Extracted material: Begin
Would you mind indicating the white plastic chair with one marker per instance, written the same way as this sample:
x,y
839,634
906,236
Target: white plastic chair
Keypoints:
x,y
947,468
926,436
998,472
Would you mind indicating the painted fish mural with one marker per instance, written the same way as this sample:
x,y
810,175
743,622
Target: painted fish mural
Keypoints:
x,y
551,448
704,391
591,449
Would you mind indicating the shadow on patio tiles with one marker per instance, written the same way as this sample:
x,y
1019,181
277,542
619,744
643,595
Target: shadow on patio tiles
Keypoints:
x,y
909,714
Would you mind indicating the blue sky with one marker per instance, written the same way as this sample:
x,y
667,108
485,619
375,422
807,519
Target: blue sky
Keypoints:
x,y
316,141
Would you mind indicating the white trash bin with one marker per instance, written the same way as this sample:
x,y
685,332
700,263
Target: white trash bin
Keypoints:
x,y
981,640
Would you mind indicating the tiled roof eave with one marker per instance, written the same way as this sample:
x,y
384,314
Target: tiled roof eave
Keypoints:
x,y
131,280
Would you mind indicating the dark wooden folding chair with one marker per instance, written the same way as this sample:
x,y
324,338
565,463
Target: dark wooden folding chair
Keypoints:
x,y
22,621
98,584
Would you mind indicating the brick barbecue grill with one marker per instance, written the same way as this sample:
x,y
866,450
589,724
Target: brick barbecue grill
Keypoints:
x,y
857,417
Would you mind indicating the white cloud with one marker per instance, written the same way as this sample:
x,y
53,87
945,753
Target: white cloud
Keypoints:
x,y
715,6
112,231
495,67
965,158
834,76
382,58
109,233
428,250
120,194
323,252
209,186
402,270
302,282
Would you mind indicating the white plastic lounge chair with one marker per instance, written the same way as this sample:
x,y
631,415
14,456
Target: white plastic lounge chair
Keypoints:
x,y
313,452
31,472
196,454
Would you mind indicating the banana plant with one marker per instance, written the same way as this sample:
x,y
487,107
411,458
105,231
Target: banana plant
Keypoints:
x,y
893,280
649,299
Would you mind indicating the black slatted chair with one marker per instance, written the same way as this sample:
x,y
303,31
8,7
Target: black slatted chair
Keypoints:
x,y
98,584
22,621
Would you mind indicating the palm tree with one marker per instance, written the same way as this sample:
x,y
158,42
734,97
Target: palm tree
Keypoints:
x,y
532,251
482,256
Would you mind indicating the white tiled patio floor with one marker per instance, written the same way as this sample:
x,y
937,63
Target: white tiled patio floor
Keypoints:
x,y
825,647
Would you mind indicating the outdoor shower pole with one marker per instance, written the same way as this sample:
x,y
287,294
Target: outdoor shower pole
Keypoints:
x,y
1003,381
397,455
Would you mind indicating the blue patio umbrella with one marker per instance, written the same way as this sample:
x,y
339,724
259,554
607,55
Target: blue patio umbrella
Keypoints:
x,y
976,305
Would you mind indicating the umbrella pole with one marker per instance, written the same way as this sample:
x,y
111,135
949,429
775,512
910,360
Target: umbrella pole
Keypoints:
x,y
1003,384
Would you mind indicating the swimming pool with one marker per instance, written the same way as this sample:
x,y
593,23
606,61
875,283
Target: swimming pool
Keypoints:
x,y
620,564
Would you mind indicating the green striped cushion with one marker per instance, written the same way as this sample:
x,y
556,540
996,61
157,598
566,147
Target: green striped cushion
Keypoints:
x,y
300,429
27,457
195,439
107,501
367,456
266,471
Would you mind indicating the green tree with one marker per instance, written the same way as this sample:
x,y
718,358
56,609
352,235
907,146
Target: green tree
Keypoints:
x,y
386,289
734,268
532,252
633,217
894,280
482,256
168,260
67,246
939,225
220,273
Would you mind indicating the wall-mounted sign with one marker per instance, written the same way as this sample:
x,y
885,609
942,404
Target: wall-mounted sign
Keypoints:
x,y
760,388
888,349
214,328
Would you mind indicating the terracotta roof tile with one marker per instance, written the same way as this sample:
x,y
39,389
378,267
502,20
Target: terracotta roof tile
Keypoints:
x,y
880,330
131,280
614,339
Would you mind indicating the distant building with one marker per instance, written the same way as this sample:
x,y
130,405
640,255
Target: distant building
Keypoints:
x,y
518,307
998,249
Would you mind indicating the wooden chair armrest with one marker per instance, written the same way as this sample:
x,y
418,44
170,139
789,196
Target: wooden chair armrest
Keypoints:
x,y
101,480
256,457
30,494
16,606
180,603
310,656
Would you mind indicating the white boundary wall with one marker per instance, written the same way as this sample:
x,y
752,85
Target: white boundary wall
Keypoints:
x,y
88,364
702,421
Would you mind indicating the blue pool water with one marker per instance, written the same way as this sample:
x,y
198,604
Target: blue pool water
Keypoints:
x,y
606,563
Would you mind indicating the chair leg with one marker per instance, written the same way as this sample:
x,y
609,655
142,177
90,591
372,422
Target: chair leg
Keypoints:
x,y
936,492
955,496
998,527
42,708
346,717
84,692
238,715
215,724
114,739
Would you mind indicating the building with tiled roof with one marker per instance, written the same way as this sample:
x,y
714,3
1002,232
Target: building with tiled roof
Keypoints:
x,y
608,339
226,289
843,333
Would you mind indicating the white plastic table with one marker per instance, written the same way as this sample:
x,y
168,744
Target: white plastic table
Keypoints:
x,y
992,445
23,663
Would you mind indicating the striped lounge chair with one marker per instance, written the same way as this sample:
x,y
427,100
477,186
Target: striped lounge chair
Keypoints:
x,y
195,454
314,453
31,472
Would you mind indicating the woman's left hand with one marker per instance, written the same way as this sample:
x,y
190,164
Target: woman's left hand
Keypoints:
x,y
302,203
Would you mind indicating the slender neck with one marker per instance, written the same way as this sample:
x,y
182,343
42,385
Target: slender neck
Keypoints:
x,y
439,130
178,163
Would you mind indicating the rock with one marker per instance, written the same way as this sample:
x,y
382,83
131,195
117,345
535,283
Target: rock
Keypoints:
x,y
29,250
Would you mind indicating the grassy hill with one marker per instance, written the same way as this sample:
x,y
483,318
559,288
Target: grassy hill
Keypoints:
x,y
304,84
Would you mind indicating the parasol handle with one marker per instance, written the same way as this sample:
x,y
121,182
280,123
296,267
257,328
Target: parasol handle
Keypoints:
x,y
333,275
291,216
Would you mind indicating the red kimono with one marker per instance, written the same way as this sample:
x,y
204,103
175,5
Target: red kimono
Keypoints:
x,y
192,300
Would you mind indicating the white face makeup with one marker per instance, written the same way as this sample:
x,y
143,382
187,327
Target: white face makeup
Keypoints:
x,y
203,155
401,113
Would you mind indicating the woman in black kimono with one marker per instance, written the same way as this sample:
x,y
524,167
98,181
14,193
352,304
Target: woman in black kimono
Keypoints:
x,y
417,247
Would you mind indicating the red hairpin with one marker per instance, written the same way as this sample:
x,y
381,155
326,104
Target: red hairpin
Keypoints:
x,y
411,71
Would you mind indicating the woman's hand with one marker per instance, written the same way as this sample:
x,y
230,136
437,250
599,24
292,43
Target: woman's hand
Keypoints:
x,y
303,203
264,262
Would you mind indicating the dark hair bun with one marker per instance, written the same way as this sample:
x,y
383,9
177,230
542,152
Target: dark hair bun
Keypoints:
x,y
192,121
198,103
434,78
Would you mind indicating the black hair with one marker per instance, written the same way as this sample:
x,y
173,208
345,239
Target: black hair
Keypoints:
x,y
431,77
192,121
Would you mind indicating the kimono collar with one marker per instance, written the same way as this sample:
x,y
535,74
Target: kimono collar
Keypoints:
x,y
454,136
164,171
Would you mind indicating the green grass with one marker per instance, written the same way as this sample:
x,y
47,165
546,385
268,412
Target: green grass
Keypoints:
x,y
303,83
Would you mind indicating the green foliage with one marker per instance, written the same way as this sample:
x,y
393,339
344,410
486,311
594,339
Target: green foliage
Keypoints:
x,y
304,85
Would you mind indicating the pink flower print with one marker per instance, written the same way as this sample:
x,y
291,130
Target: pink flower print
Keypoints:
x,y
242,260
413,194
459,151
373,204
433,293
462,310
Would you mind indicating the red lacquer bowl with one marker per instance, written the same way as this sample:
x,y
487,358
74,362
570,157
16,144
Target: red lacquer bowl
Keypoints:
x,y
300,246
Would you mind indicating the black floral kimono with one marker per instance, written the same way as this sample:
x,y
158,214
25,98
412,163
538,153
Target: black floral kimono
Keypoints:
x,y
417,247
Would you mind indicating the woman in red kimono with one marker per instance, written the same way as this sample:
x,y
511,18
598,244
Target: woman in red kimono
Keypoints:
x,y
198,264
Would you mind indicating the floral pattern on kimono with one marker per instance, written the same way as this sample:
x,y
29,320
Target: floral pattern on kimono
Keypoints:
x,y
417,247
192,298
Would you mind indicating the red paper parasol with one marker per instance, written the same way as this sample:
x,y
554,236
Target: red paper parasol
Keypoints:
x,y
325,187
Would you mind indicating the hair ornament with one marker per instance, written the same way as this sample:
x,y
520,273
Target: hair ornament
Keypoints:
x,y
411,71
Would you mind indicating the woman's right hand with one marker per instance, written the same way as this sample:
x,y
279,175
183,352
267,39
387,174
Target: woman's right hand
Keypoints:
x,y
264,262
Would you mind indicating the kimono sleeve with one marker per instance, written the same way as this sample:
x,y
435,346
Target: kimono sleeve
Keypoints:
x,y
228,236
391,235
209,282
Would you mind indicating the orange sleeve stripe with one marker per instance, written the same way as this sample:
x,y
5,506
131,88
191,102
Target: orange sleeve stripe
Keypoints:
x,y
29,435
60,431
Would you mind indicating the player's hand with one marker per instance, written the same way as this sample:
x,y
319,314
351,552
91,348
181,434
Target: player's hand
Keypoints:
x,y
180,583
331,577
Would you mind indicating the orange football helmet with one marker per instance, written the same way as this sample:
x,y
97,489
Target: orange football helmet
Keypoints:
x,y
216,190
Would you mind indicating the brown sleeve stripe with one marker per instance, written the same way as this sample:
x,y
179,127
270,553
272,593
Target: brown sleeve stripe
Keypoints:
Extracted material: End
* Work to complete:
Read the listing line by line, and copy each line in which the word "lounge" is found.

* Your solution:
Would you mind indicating the white plastic lounge chair with one marker per instance, written the same way as this sample:
Target: white plastic lounge chair
Would you mind indicating the striped lounge chair with one marker per instance, written the same way as this sample:
Target: striped lounge chair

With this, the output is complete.